Politicians are ordinarily a bunch of dullards who can’t put their pants on in the morning without assistance. But when it comes to developing schemes to separate the taxpayer from their hard earned coin, they are Einsteins, Jobs’, and Edisons all rolled into one.
The latest illustration of this is a plan to help pay for infrastructure repairs by taxing car owners for every mile they drive. This will be accomplished by placing a black box in every automobile in America that will faithfully record every trip you take and generate a report for the government that tells them how much you owe.
Oh – did I mention the device might have GPS so that the government can track you whenever it pleases?
As America’s road planners struggle to find the cash to mend a crumbling highway system, many are beginning to see a solution in a little black box that fits neatly by the dashboard of your car.
The devices, which track every mile a motorist drives and transmit that information to bureaucrats, are at the center of a controversial attempt in Washington and state planning offices to overhaul the outdated system for funding America’s major roads.
The usually dull arena of highway planning has suddenly spawned intense debate and colorful alliances. Libertarians have joined environmental groups in lobbying to allow government to use the little boxes to keep track of the miles you drive, and possibly where you drive them — then use the information to draw up a tax bill.

## Data excerpts
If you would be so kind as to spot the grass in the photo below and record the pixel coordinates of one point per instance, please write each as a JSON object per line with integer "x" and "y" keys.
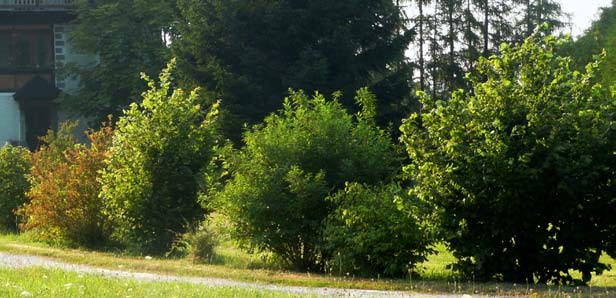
{"x": 235, "y": 264}
{"x": 39, "y": 282}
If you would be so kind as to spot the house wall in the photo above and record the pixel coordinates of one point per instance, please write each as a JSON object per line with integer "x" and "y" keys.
{"x": 65, "y": 54}
{"x": 10, "y": 119}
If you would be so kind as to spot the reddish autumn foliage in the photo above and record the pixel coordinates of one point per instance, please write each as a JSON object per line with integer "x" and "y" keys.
{"x": 64, "y": 201}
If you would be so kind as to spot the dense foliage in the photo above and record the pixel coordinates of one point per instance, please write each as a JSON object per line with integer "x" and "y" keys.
{"x": 160, "y": 147}
{"x": 14, "y": 166}
{"x": 377, "y": 230}
{"x": 290, "y": 164}
{"x": 521, "y": 170}
{"x": 250, "y": 53}
{"x": 63, "y": 205}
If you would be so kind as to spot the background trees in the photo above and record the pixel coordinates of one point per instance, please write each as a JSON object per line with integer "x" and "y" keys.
{"x": 250, "y": 54}
{"x": 126, "y": 37}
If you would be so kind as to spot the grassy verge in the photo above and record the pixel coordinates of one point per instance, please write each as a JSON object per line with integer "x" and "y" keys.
{"x": 237, "y": 265}
{"x": 38, "y": 282}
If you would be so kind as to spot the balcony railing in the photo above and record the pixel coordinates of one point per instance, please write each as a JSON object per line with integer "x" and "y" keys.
{"x": 28, "y": 5}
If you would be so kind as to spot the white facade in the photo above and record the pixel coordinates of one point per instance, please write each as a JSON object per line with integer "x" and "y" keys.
{"x": 10, "y": 120}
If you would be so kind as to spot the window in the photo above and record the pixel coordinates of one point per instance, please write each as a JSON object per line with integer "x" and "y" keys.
{"x": 5, "y": 49}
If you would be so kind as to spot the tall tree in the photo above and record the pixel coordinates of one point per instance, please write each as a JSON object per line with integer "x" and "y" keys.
{"x": 535, "y": 13}
{"x": 127, "y": 38}
{"x": 421, "y": 20}
{"x": 250, "y": 53}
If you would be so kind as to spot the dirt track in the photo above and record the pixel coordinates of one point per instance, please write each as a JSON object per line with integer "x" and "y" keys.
{"x": 16, "y": 261}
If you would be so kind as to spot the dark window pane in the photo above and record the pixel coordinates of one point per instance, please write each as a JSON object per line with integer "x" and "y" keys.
{"x": 5, "y": 49}
{"x": 24, "y": 51}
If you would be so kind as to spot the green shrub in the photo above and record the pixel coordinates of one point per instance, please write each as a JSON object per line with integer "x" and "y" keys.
{"x": 198, "y": 244}
{"x": 521, "y": 170}
{"x": 64, "y": 204}
{"x": 14, "y": 166}
{"x": 151, "y": 181}
{"x": 377, "y": 231}
{"x": 291, "y": 163}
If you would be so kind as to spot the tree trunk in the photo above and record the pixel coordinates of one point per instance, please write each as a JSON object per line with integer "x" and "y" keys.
{"x": 451, "y": 44}
{"x": 486, "y": 28}
{"x": 422, "y": 83}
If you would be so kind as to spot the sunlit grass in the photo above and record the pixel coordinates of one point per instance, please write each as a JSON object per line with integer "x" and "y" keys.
{"x": 234, "y": 263}
{"x": 39, "y": 282}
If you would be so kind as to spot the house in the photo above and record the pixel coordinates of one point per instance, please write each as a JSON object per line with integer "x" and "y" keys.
{"x": 33, "y": 49}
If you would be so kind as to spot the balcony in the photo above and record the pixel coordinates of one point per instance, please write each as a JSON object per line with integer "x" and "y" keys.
{"x": 35, "y": 5}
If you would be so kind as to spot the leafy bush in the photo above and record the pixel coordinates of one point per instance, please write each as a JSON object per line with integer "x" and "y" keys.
{"x": 198, "y": 244}
{"x": 64, "y": 203}
{"x": 522, "y": 169}
{"x": 161, "y": 146}
{"x": 290, "y": 164}
{"x": 377, "y": 230}
{"x": 14, "y": 166}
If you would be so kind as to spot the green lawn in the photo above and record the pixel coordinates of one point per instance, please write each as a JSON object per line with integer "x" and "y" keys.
{"x": 235, "y": 264}
{"x": 38, "y": 282}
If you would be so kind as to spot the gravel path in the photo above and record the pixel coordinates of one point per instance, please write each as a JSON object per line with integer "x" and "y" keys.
{"x": 16, "y": 261}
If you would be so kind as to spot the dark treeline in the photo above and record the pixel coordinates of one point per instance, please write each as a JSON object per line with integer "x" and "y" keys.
{"x": 248, "y": 54}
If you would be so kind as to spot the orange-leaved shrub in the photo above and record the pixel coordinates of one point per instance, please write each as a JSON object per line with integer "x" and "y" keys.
{"x": 64, "y": 201}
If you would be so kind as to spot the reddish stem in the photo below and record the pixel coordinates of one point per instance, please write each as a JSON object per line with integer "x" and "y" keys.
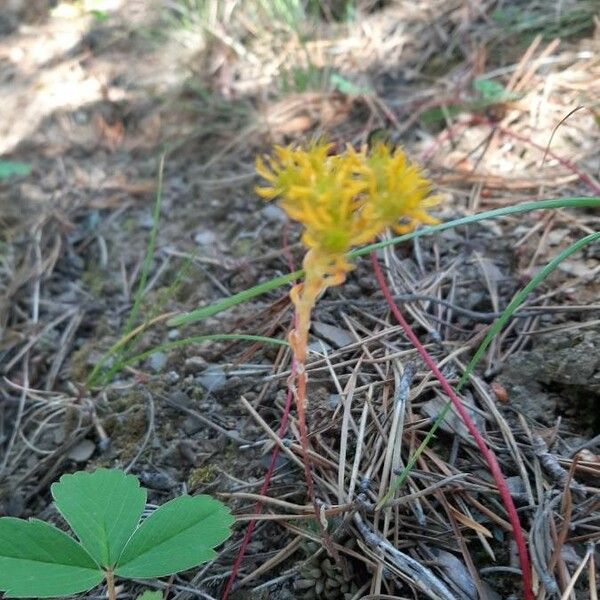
{"x": 263, "y": 490}
{"x": 488, "y": 455}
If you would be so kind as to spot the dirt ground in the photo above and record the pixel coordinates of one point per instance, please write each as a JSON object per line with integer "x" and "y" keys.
{"x": 108, "y": 102}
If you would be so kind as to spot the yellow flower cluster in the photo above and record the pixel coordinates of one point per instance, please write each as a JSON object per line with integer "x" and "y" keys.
{"x": 346, "y": 200}
{"x": 343, "y": 200}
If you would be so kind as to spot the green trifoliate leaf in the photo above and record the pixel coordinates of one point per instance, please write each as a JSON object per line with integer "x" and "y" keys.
{"x": 179, "y": 535}
{"x": 39, "y": 561}
{"x": 148, "y": 595}
{"x": 103, "y": 508}
{"x": 8, "y": 168}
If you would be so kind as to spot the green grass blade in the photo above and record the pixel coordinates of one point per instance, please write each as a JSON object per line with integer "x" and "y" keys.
{"x": 258, "y": 290}
{"x": 139, "y": 295}
{"x": 231, "y": 301}
{"x": 199, "y": 339}
{"x": 519, "y": 298}
{"x": 498, "y": 324}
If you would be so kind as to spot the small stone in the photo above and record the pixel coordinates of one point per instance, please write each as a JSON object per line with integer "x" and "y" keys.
{"x": 336, "y": 335}
{"x": 212, "y": 379}
{"x": 172, "y": 377}
{"x": 274, "y": 214}
{"x": 157, "y": 361}
{"x": 205, "y": 238}
{"x": 191, "y": 425}
{"x": 82, "y": 451}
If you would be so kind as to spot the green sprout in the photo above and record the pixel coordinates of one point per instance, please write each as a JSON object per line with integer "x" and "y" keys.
{"x": 103, "y": 509}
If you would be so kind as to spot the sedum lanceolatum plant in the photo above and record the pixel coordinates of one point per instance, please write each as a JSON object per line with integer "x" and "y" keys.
{"x": 342, "y": 200}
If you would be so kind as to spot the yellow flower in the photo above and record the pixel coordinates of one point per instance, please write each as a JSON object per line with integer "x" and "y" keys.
{"x": 346, "y": 200}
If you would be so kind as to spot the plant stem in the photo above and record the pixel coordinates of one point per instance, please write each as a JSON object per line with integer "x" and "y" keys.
{"x": 110, "y": 585}
{"x": 488, "y": 455}
{"x": 263, "y": 491}
{"x": 304, "y": 297}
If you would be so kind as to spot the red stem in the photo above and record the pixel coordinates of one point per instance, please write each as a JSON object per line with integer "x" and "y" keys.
{"x": 263, "y": 490}
{"x": 488, "y": 455}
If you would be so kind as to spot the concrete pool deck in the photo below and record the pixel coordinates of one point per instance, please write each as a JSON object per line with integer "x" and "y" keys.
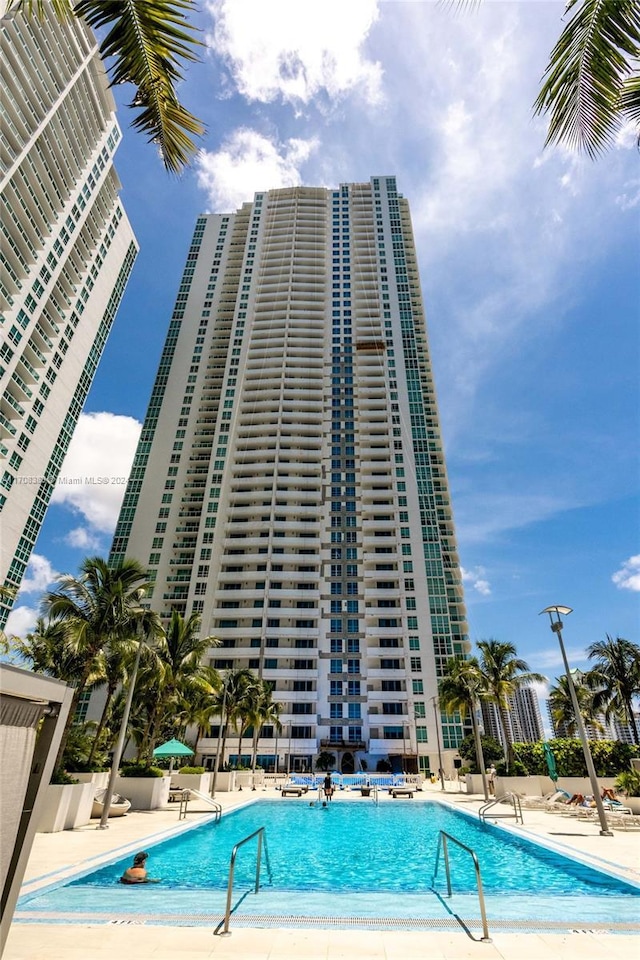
{"x": 61, "y": 854}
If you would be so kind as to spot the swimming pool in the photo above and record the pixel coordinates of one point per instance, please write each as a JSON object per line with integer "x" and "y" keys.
{"x": 351, "y": 859}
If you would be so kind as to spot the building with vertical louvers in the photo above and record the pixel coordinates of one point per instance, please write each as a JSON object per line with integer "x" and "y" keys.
{"x": 66, "y": 253}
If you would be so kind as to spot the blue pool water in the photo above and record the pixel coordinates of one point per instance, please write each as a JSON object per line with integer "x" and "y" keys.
{"x": 360, "y": 852}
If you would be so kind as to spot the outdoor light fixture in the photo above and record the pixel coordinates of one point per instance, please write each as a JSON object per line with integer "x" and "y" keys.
{"x": 556, "y": 626}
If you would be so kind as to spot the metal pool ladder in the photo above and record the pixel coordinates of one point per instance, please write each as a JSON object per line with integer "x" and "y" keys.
{"x": 260, "y": 834}
{"x": 443, "y": 839}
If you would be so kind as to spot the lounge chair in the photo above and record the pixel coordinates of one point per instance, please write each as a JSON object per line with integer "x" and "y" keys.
{"x": 117, "y": 808}
{"x": 294, "y": 789}
{"x": 401, "y": 792}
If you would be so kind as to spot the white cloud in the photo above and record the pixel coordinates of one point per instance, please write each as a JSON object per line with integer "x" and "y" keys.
{"x": 481, "y": 516}
{"x": 628, "y": 576}
{"x": 248, "y": 161}
{"x": 476, "y": 578}
{"x": 96, "y": 468}
{"x": 82, "y": 539}
{"x": 21, "y": 621}
{"x": 296, "y": 51}
{"x": 40, "y": 574}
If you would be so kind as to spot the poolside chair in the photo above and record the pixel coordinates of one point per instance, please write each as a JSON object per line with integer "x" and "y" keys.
{"x": 555, "y": 798}
{"x": 117, "y": 808}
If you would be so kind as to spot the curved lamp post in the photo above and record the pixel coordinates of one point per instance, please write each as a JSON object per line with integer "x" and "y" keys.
{"x": 556, "y": 626}
{"x": 434, "y": 700}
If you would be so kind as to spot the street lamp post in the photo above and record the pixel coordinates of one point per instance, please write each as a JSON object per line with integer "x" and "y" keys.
{"x": 434, "y": 700}
{"x": 556, "y": 627}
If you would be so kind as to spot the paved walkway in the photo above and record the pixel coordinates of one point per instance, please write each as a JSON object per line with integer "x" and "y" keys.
{"x": 63, "y": 853}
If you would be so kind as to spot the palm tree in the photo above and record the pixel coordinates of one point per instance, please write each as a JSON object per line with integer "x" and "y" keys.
{"x": 101, "y": 606}
{"x": 231, "y": 701}
{"x": 176, "y": 675}
{"x": 561, "y": 706}
{"x": 147, "y": 43}
{"x": 116, "y": 662}
{"x": 592, "y": 83}
{"x": 616, "y": 679}
{"x": 459, "y": 691}
{"x": 267, "y": 710}
{"x": 502, "y": 673}
{"x": 199, "y": 709}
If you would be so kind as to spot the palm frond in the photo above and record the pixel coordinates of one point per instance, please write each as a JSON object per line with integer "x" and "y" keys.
{"x": 148, "y": 44}
{"x": 586, "y": 73}
{"x": 630, "y": 98}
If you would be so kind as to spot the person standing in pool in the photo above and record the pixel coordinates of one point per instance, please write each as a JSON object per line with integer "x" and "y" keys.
{"x": 138, "y": 872}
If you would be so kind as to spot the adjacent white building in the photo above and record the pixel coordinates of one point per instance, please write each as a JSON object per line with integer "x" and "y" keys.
{"x": 290, "y": 481}
{"x": 66, "y": 252}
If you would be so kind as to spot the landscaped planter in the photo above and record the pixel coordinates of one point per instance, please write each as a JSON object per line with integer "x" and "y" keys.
{"x": 225, "y": 781}
{"x": 535, "y": 786}
{"x": 100, "y": 779}
{"x": 145, "y": 793}
{"x": 67, "y": 805}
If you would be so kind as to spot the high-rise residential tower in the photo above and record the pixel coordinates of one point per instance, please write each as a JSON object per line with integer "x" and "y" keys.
{"x": 290, "y": 481}
{"x": 66, "y": 253}
{"x": 524, "y": 720}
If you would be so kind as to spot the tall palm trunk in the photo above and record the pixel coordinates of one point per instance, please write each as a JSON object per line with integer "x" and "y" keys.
{"x": 79, "y": 690}
{"x": 508, "y": 746}
{"x": 111, "y": 689}
{"x": 632, "y": 721}
{"x": 479, "y": 753}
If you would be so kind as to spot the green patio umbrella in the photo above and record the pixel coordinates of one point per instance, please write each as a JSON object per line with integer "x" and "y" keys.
{"x": 551, "y": 762}
{"x": 171, "y": 750}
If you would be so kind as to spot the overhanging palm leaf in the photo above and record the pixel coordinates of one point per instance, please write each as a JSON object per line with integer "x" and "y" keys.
{"x": 148, "y": 41}
{"x": 591, "y": 82}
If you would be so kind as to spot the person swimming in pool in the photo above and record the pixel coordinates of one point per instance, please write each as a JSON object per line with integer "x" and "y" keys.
{"x": 138, "y": 872}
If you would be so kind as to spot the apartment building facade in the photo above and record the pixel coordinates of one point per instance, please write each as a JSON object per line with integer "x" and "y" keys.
{"x": 290, "y": 481}
{"x": 66, "y": 253}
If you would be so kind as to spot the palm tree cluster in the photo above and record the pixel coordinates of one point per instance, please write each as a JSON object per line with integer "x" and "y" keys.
{"x": 606, "y": 691}
{"x": 89, "y": 635}
{"x": 494, "y": 676}
{"x": 591, "y": 86}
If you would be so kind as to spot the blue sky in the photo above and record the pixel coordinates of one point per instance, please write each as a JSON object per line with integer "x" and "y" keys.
{"x": 529, "y": 265}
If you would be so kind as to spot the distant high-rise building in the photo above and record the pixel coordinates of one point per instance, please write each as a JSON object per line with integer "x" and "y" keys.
{"x": 604, "y": 730}
{"x": 66, "y": 253}
{"x": 290, "y": 480}
{"x": 524, "y": 721}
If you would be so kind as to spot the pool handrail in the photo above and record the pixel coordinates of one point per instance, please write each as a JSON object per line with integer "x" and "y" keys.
{"x": 261, "y": 835}
{"x": 443, "y": 838}
{"x": 186, "y": 795}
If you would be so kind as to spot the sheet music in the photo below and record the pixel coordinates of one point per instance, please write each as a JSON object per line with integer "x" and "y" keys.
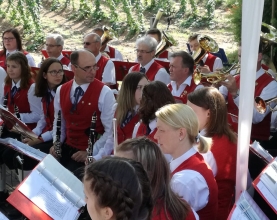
{"x": 24, "y": 148}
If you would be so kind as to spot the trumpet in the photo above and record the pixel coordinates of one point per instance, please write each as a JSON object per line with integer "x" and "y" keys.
{"x": 215, "y": 77}
{"x": 262, "y": 104}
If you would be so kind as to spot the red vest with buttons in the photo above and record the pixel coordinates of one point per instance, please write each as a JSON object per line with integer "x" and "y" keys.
{"x": 184, "y": 96}
{"x": 20, "y": 99}
{"x": 101, "y": 64}
{"x": 3, "y": 58}
{"x": 152, "y": 71}
{"x": 197, "y": 163}
{"x": 261, "y": 130}
{"x": 78, "y": 121}
{"x": 127, "y": 131}
{"x": 210, "y": 61}
{"x": 48, "y": 114}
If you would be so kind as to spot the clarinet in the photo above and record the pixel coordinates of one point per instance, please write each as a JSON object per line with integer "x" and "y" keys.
{"x": 57, "y": 143}
{"x": 5, "y": 106}
{"x": 92, "y": 138}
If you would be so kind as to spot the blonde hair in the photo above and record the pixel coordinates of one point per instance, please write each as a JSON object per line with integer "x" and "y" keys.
{"x": 182, "y": 116}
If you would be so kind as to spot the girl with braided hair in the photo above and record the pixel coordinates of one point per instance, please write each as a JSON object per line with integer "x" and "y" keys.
{"x": 168, "y": 206}
{"x": 117, "y": 189}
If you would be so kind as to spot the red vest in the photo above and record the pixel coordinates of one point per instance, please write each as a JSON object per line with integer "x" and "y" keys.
{"x": 164, "y": 55}
{"x": 80, "y": 120}
{"x": 152, "y": 71}
{"x": 210, "y": 61}
{"x": 65, "y": 61}
{"x": 142, "y": 132}
{"x": 3, "y": 58}
{"x": 111, "y": 53}
{"x": 101, "y": 64}
{"x": 261, "y": 130}
{"x": 197, "y": 163}
{"x": 184, "y": 96}
{"x": 225, "y": 154}
{"x": 48, "y": 114}
{"x": 20, "y": 99}
{"x": 127, "y": 131}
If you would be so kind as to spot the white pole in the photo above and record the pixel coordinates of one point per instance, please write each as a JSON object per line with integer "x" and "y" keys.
{"x": 252, "y": 11}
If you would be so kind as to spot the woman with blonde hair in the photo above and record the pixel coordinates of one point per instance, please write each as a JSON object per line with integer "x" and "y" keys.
{"x": 168, "y": 206}
{"x": 210, "y": 108}
{"x": 177, "y": 134}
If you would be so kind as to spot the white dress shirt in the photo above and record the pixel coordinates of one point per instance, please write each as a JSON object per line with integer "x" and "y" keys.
{"x": 105, "y": 105}
{"x": 270, "y": 91}
{"x": 161, "y": 75}
{"x": 48, "y": 135}
{"x": 29, "y": 57}
{"x": 178, "y": 92}
{"x": 108, "y": 72}
{"x": 217, "y": 63}
{"x": 117, "y": 54}
{"x": 189, "y": 184}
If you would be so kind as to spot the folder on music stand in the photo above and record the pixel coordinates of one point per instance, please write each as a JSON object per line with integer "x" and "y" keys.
{"x": 12, "y": 122}
{"x": 49, "y": 192}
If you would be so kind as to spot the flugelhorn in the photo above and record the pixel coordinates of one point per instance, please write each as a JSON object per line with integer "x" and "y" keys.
{"x": 261, "y": 104}
{"x": 214, "y": 77}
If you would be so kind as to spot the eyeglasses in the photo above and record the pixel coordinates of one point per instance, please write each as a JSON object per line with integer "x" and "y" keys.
{"x": 87, "y": 69}
{"x": 51, "y": 45}
{"x": 142, "y": 51}
{"x": 8, "y": 38}
{"x": 89, "y": 43}
{"x": 56, "y": 72}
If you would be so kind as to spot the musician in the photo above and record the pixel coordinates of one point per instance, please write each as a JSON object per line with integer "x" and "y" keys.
{"x": 54, "y": 46}
{"x": 11, "y": 43}
{"x": 168, "y": 206}
{"x": 106, "y": 70}
{"x": 266, "y": 88}
{"x": 154, "y": 96}
{"x": 210, "y": 108}
{"x": 181, "y": 70}
{"x": 146, "y": 49}
{"x": 211, "y": 62}
{"x": 156, "y": 33}
{"x": 192, "y": 179}
{"x": 77, "y": 100}
{"x": 113, "y": 53}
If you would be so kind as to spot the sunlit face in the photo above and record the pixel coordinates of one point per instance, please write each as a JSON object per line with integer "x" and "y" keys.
{"x": 167, "y": 137}
{"x": 202, "y": 115}
{"x": 194, "y": 45}
{"x": 144, "y": 54}
{"x": 9, "y": 41}
{"x": 54, "y": 76}
{"x": 14, "y": 70}
{"x": 140, "y": 86}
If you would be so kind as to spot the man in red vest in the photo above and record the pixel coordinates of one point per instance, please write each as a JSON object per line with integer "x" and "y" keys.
{"x": 181, "y": 70}
{"x": 146, "y": 49}
{"x": 211, "y": 62}
{"x": 77, "y": 100}
{"x": 156, "y": 33}
{"x": 266, "y": 88}
{"x": 54, "y": 46}
{"x": 106, "y": 71}
{"x": 113, "y": 53}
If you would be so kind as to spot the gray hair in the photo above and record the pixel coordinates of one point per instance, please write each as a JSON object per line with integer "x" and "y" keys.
{"x": 150, "y": 42}
{"x": 57, "y": 37}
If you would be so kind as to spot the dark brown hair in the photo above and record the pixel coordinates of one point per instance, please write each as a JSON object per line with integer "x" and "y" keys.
{"x": 26, "y": 76}
{"x": 41, "y": 83}
{"x": 123, "y": 186}
{"x": 210, "y": 98}
{"x": 154, "y": 96}
{"x": 152, "y": 159}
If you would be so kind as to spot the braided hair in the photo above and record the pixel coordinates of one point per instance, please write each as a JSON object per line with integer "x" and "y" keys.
{"x": 121, "y": 185}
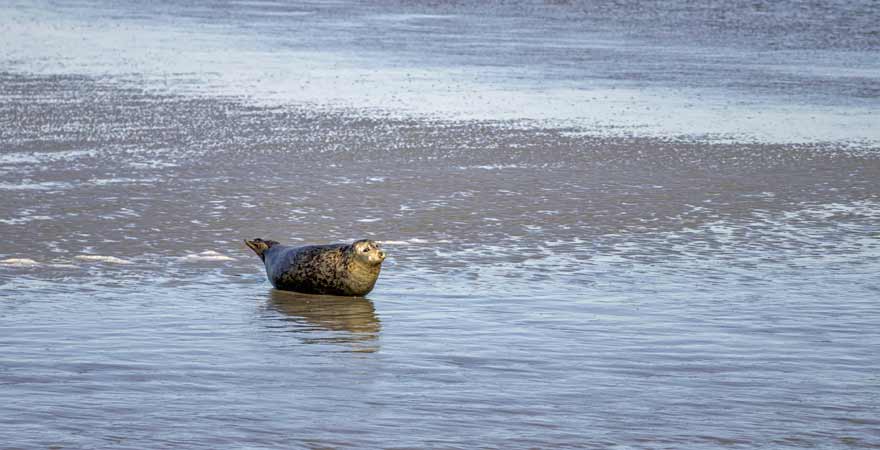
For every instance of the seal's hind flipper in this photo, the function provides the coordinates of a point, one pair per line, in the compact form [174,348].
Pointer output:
[259,246]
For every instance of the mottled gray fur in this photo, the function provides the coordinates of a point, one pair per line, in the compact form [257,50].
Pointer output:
[335,269]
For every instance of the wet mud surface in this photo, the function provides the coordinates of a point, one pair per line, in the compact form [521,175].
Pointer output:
[546,286]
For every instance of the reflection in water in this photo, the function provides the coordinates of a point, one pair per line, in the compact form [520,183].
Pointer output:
[328,319]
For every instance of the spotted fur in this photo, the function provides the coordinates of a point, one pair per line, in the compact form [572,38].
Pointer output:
[335,269]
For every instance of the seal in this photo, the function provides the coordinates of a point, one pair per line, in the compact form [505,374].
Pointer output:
[334,269]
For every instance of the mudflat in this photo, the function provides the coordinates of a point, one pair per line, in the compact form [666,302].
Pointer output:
[567,268]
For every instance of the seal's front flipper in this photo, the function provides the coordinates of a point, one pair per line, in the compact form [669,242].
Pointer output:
[259,246]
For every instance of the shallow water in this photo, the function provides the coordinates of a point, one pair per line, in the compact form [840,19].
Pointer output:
[546,287]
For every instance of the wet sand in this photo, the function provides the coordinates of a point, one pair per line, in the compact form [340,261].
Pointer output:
[548,285]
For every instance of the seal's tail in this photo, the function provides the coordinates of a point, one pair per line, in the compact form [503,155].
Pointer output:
[259,246]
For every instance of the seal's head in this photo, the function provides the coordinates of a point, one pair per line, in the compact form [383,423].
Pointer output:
[368,252]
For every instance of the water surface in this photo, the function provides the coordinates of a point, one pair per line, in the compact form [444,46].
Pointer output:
[548,286]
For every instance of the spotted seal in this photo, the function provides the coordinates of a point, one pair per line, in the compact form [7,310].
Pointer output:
[334,269]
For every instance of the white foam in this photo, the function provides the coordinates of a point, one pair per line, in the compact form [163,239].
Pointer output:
[207,255]
[19,262]
[105,259]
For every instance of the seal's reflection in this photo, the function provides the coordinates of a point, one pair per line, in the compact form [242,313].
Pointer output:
[351,319]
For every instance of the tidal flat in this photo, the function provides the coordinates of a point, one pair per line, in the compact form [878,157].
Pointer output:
[566,268]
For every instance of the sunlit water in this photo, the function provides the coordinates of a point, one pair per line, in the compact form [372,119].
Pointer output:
[546,287]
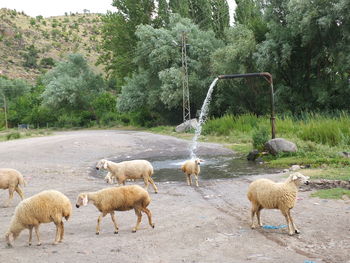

## Problems to solve
1. According to the mileage tax article, why are many road planners looking to the little black box by the dashboard? Answer in one to three sentences.
2. Carry the mileage tax article forward, beginning after its last sentence.
The data has no connection to the mileage tax article.

## Expected outputs
1. They are struggling to find the cash to mend a crumbling highway system, and the box offers a way to raise it. The device would record every mile a motorist drives and send that information to the government, which would use it to draw up a tax bill that helps pay for infrastructure repairs and replaces the outdated system for funding major roads.

2.
The tea party is aghast. The American Civil Liberties Union is deeply concerned, too, raising a variety of privacy issues.
And while Congress can’t agree on whether to proceed, several states are not waiting. They are exploring how, over the next decade, they can move to a system in which drivers pay per mile of road they roll over. Thousands of motorists have already taken the black boxes, some of which have GPS monitoring, for a test drive.
“This really is a must for our nation. It is not a matter of something we might choose to do,” said Hasan Ikhrata, executive director of the Southern California Assn. of Governments, which is planning for the state to start tracking miles driven by every California motorist by 2025. “There is going to be a change in how we pay these taxes. The technology is there to do it.”
The push comes as the country’s Highway Trust Fund, financed with taxes Americans pay at the gas pump, is broke. Americans don’t buy as much gas as they used to. Cars get many more miles to the gallon. The federal tax itself, 18.4 cents per gallon, hasn’t gone up in 20 years. Politicians are loath to raise the tax even one penny when gas prices are high.
“The gas tax is just not sustainable,” said Lee Munnich, a transportation policy expert at the University of Minnesota. His state recently put tracking devices on 500 cars to test out a pay-by-mile system. “This works out as the most logical alternative over the long term,” he said.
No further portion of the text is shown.